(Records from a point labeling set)
________________________________________

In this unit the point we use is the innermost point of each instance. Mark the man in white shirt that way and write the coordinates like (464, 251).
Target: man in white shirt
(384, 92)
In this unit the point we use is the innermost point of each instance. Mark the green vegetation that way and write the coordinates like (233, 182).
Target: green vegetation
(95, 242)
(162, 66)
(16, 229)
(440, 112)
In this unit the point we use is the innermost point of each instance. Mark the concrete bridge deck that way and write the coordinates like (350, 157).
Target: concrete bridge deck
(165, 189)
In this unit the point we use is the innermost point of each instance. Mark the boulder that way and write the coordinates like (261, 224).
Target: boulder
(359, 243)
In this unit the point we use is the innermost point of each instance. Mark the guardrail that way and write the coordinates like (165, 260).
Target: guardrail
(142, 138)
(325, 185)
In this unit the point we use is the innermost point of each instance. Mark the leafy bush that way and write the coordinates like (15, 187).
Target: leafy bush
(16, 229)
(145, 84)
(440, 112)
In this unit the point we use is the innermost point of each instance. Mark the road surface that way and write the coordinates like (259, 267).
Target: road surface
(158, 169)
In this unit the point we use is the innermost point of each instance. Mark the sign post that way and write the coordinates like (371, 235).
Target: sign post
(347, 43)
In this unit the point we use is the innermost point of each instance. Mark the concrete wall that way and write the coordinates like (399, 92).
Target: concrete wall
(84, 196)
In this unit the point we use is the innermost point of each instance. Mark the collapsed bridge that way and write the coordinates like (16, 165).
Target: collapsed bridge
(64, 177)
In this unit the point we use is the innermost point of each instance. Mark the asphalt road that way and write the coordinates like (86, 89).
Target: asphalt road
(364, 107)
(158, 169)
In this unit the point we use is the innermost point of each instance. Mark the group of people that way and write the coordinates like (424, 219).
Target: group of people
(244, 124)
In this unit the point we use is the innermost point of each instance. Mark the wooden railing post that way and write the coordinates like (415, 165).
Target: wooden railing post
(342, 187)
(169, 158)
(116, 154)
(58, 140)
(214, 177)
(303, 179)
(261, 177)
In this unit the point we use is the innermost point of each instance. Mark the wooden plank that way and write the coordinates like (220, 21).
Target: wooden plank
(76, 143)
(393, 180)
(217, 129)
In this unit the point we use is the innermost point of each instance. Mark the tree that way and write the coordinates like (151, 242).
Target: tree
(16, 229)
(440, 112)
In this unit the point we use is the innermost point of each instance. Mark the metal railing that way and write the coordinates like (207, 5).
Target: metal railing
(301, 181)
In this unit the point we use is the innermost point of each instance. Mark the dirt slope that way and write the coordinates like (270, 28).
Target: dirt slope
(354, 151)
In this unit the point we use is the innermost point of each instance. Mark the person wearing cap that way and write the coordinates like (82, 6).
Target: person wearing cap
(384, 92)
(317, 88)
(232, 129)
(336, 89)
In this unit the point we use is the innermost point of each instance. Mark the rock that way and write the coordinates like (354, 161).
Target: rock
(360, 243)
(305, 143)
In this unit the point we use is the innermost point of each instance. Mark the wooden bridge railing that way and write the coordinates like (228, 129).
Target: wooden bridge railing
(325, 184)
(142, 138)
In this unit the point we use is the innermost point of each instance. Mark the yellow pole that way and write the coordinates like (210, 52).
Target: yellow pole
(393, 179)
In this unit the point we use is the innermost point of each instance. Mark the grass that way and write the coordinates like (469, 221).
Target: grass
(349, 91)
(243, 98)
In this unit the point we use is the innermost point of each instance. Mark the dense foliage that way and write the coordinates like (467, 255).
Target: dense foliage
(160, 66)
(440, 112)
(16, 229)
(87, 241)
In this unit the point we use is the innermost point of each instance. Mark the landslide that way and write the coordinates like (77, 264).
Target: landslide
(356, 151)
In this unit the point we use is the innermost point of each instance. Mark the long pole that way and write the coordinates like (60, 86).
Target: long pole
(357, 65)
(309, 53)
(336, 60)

________________________________________

# Written problem:
Repeat each record in full; every line must match exactly.

# Exercise response:
In this unit the point we use is the innermost point of each instance. Mark the man in white shirt that way and write the coordinates like (464, 251).
Target: man in white shirt
(384, 92)
In this unit the point we use is the innermost point of each instance. Mark the green vegetation that way and write the coordinates like (233, 182).
Target: green vegetation
(95, 242)
(162, 66)
(16, 229)
(440, 112)
In this unit the point we use is the innermost point of each instance. Mark the concrete bridge deck that way and write the coordinates like (350, 157).
Target: concrete bridge deck
(165, 189)
In this unit the point we use is the innermost point of each instance. Mark the boulder that way and write the coordinates like (261, 224).
Target: boulder
(359, 243)
In this unit the point we use is the innermost point of each instance. Mark the guardrail that way and write the coordinates like (165, 260).
Target: guardrail
(142, 138)
(325, 185)
In this unit the point we use is the innermost point of each instance. Mark the leafy bush that way and write the coordinates like (15, 187).
Target: leafy bush
(16, 229)
(145, 84)
(440, 112)
In this unit the point we use is the innermost point of each instance. Mark the road surface that way and write the coordinates like (259, 267).
Target: road surface
(158, 169)
In this unit the point we use is the innermost point of each instance. Mark the sign post that way and write the coordinates like (371, 235).
Target: sign post
(347, 43)
In this unit the point we use is the innermost point of each instance. Mark the concrete wall that way and write the coordinates like (399, 92).
Target: concrete wall
(84, 196)
In this unit the point we use is the innermost point of each instance. Mark the collapsed bridge that way and write the coordinates like (16, 165).
Target: collapsed bridge
(64, 177)
In this unit the point we use is the innermost point of each instance. Mark the asphalt road that way and write the coordinates like (86, 89).
Target: asphalt road
(364, 107)
(158, 169)
In this unit the point we use is the innermost point of each instance. Mark the group of people that way and write the coordinates like (424, 219).
Target: group of people
(244, 124)
In this unit the point we use is the innermost point of each instance. Mark the wooden railing post that way and write the coordinates like (415, 165).
Target: wooden railing post
(342, 187)
(169, 158)
(116, 154)
(58, 140)
(214, 177)
(303, 179)
(261, 177)
In this unit the point we use is the innermost point of each instance. Mark the wooden plank that way and write the coordinates like (220, 21).
Target: wooden plank
(76, 143)
(393, 180)
(217, 129)
In this unit the point we use is the innermost point of each instance. Mark the tree that way and write the coordinates like (151, 242).
Target: tree
(16, 229)
(440, 112)
In this unit the point we use is the innermost point of each instance. Mark the metal railing that way and write the coordinates like (207, 5).
Target: metal railing
(301, 181)
In this unit the point we use is the innermost point of each instance. Mark the dirt slope that way and write the coordinates like (270, 28).
Target: dirt slope
(354, 151)
In this unit the point we use is the innermost point of each instance. Mark the person wearing cap that way and write the coordinates like (82, 6).
Target: person wearing cap
(384, 92)
(317, 88)
(232, 129)
(336, 89)
In this unit the point we use is the innermost point of each instance. Mark the rock that way and write the coordinates like (354, 161).
Target: rock
(360, 243)
(305, 143)
In this unit the point we use is the innermost point of each instance. Mark the wooden bridge railing that way and write the coordinates like (228, 129).
Target: wooden bridge railing
(325, 184)
(142, 138)
In this unit the point we use is the innermost point of each instance. Mark the yellow pole that way and write the coordinates like (210, 52).
Target: yellow pole
(393, 179)
In this unit the point we use is the innermost point of each instance. Mark the grass that way and write the coordinates like (469, 221).
Target: grass
(349, 91)
(243, 98)
In this unit the point we use is the innermost point of each instance. Mark the dense foliage that way and write the coordinates like (467, 255).
Target: dense foliage
(160, 66)
(440, 112)
(16, 229)
(87, 241)
In this unit the point we use is the innermost point of each instance. Mark the landslide that way and write the coordinates like (77, 264).
Target: landslide
(356, 151)
In this unit the point we use is the innermost point of each instance. Mark the long pole that way and write the coordinates like (60, 86).
Target: long pole
(357, 65)
(309, 53)
(336, 60)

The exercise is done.